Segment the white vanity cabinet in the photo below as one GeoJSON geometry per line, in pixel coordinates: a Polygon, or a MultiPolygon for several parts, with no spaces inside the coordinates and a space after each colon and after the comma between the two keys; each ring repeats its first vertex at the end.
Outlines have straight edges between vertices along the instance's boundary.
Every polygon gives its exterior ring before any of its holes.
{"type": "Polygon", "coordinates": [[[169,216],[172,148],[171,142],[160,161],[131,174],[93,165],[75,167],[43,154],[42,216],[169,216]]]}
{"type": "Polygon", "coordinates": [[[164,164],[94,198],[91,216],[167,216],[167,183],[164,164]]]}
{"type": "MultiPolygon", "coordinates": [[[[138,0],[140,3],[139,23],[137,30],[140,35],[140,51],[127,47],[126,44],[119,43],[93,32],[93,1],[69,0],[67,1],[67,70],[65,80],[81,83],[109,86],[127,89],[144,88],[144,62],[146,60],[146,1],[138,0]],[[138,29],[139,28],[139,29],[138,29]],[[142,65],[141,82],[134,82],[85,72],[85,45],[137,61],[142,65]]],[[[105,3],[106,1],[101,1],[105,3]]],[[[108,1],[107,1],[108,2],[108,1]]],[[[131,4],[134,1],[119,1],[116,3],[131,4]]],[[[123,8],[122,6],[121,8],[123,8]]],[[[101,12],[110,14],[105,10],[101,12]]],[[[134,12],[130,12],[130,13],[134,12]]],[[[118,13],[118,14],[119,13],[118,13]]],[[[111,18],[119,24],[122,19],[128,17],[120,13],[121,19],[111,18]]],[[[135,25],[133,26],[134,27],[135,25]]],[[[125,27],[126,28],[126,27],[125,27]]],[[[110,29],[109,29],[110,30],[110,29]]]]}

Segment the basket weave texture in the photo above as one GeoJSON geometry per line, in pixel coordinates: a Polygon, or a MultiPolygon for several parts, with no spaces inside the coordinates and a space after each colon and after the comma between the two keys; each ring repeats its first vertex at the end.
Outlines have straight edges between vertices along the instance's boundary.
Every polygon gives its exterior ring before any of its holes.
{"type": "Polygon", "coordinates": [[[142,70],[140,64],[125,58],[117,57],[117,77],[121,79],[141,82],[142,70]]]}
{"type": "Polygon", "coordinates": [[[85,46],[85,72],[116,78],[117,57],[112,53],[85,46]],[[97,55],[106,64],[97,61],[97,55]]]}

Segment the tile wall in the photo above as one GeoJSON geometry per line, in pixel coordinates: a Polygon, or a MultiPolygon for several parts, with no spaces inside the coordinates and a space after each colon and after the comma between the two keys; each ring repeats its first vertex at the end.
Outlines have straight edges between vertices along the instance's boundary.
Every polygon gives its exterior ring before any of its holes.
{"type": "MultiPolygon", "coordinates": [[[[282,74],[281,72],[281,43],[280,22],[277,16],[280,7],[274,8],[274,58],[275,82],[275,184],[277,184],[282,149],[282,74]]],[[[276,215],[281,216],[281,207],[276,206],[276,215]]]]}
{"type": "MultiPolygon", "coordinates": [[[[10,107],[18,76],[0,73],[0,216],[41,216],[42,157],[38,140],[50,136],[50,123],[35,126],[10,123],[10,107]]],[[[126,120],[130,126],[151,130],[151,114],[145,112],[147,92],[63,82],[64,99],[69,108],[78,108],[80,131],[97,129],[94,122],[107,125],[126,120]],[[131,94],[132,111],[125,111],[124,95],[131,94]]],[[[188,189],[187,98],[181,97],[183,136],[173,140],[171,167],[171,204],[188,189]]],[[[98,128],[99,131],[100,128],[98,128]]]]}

-=-=-=-=-

§ DÉTAILS DE L'EXERCICE: Recopiez ces lignes telles quelles, sans rien y changer.

§ RÉPONSE CORRECTE:
Segment the white vanity cabinet in the photo below as one GeoJSON geometry per line, in pixel coordinates: a Polygon, or a MultiPolygon for several parts, with no spaces inside the coordinates and a space after each colon and after the comma between the two keys; each ring repeats its first vertex at the end.
Outlines have straight edges between vertices along the instance's boundary.
Every polygon gives its exterior ring before any of its holes.
{"type": "Polygon", "coordinates": [[[169,216],[172,148],[171,142],[160,161],[131,174],[93,165],[75,167],[43,154],[42,216],[169,216]]]}
{"type": "Polygon", "coordinates": [[[164,164],[94,198],[91,216],[167,216],[167,183],[164,164]]]}
{"type": "MultiPolygon", "coordinates": [[[[138,0],[140,3],[139,23],[137,30],[140,35],[140,51],[127,47],[126,44],[119,43],[93,32],[93,1],[69,0],[67,1],[67,70],[65,80],[81,83],[109,86],[127,89],[144,88],[144,62],[146,60],[146,1],[138,0]],[[138,29],[139,28],[139,29],[138,29]],[[142,65],[141,82],[134,82],[85,72],[85,45],[137,61],[142,65]]],[[[105,3],[106,1],[101,1],[105,3]]],[[[108,1],[107,1],[108,2],[108,1]]],[[[131,4],[134,1],[119,1],[116,3],[131,4]]],[[[123,8],[122,6],[121,8],[123,8]]],[[[101,12],[110,14],[105,10],[101,12]]],[[[134,12],[130,12],[130,13],[134,12]]],[[[118,13],[118,14],[119,13],[118,13]]],[[[111,18],[119,24],[122,19],[128,17],[120,13],[121,19],[111,18]]],[[[135,25],[133,26],[134,27],[135,25]]],[[[125,27],[126,28],[126,27],[125,27]]],[[[110,29],[109,29],[110,30],[110,29]]]]}

Segment the basket weave texture in the photo above as one GeoJSON geometry per line, in pixel coordinates: a Polygon, or a MultiPolygon for several parts, with no spaces inside the coordinates and a space after each colon and after the comma between the two keys; each ring repeats its first vertex at the end.
Outlines have straight edges between vertices along the instance's boundary.
Every polygon gives its exterior ring before any of its holes.
{"type": "Polygon", "coordinates": [[[142,70],[140,64],[125,58],[117,57],[117,77],[121,79],[141,82],[142,70]]]}
{"type": "Polygon", "coordinates": [[[85,46],[85,72],[116,78],[117,57],[112,53],[85,46]],[[97,55],[106,64],[97,61],[97,55]]]}

Segment the tile wall in the photo above as one GeoJSON geometry per line, in pixel coordinates: a Polygon, or a MultiPolygon for several parts, with no spaces inside the coordinates and a space after each colon and after the comma between the two keys; each ring repeats its first vertex at the end.
Outlines have straight edges between vertices along the instance's boundary.
Every polygon gives its exterior ring before any of its holes.
{"type": "MultiPolygon", "coordinates": [[[[282,74],[281,72],[281,43],[280,22],[277,16],[280,7],[274,8],[274,58],[275,82],[275,184],[277,184],[282,149],[282,74]]],[[[276,215],[281,216],[281,207],[276,206],[276,215]]]]}
{"type": "MultiPolygon", "coordinates": [[[[10,107],[18,76],[0,73],[0,216],[41,216],[42,157],[38,140],[50,136],[50,123],[35,126],[10,123],[10,107]]],[[[126,120],[130,126],[151,130],[151,114],[145,112],[147,92],[63,82],[64,99],[69,108],[78,108],[80,131],[97,129],[94,122],[107,125],[126,120]],[[131,94],[132,111],[125,111],[124,95],[131,94]]],[[[188,189],[187,98],[181,97],[183,136],[173,140],[171,167],[171,204],[188,189]]],[[[98,128],[99,131],[100,128],[98,128]]]]}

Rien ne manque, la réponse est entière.